• [EXERCISE REQUIREMENTS]:
a: Copy the passage on averaging correlation coefficients word for word, from "If you want" up to and including "provides useful information.".
b: Write a continuation of the passage on averaging correlation coefficients across assets, beginning right after its final sentence.

Olkin and Pratt (1958) suggested unbiased estimator for correlation coefficient: $$r_{corrected}=r_{sample}(1+\frac{1-r_{sample}^2}{2(n-3)})$$ which very accurate and superior to Fisher's (which biases the estimator upwards), according to link. For sample size $n=90$ we see that the correction is really small and you can safely ignore the bias and average the correlations without correction.

Some people claim that you should not calculate mean correlation across different pairs of assets. I tend to disagree with that. Below I present two reasonings.

Average correlation for the portfolio

If you want to calculate average correlation for the portfolio then you should take into account portfolio weights. Tierens and Anadu (2004) link proposes a method to calculate average correlation for portfolio: $$p_{av}=\frac{2\sum_{i=1}^{N}\sum_{j>i}^{N}w_i w_j p_{i,j}}{1-\sum_{i=1}^{N}w_i^2}$$

This average correlation has really nice interpretation, if we have two linear portfolios

  • one with identical asset's variance and identical correlation between all pairs $i, j$ of assets equal to $p_{av}$
  • second with identical asset's variance but different correlations between pairs $i, j$ of assets equal to $p_{i,j}$

then the variance of both portfolios are equal and their VaRs are equal as well. From this it is immediate that when average correlation decreases, the variance of the portfolio variance/risk decreases as well. Therefore average correlation provides useful information.

• [RECORDED INFORMATION]:
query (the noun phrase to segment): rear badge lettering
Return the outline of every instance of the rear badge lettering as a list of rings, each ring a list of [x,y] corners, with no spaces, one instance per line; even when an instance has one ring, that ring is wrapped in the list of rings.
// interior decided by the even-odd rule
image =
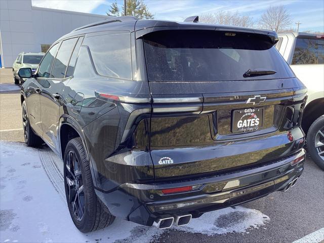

• [ANSWERS PER TASK]:
a:
If you want to calculate average correlation for the portfolio then you should take into account portfolio weights. Tierens and Anadu (2004) link proposes a method to calculate average correlation for portfolio: $$p_{av}=\frac{2\sum_{i=1}^{N}\sum_{j>i}^{N}w_i w_j p_{i,j}}{1-\sum_{i=1}^{N}w_i^2}$$

This average correlation has really nice interpretation, if we have two linear portfolios

  • one with identical asset's variance and identical correlation between all pairs $i, j$ of assets equal to $p_{av}$
  • second with identical asset's variance but different correlations between pairs $i, j$ of assets equal to $p_{i,j}$

then the variance of both portfolios are equal and their VaRs are equal as well. From this it is immediate that when average correlation decreases, the variance of the portfolio variance/risk decreases as well. Therefore average correlation provides useful information.

b:
Measure of similarity of two correlation matrices

We can calculate distance between two correlation matrices and compare how similar they are link. The distance metric is: $$d = 1 - \frac{\text{tr}(R_1 \cdot R_2)}{\|R_1\| \cdot \|R_2\|},$$ where $R_1$ and $R_2$ are two correlation matrices and the norm is the Frobenius norm. This metric take values from 0 (identical matrix) to 1. We can compare any correlation matrices with that metric. But it turns out if we constrain ourselves into scalars only, then simple mean of all correlations minimizes the distance $d$! i.e. $R_2$ with off diagonal entries equal to $p_{av-equal}$ is most similar to the original matrix $R_1$.

$$p_{av-equal}=\frac{\sum_{i=1}^{N}\sum_{j>i}^{N}p_{i,j}}{N(N-1)/2}$$ it's a simple mean of off-diagonal entries.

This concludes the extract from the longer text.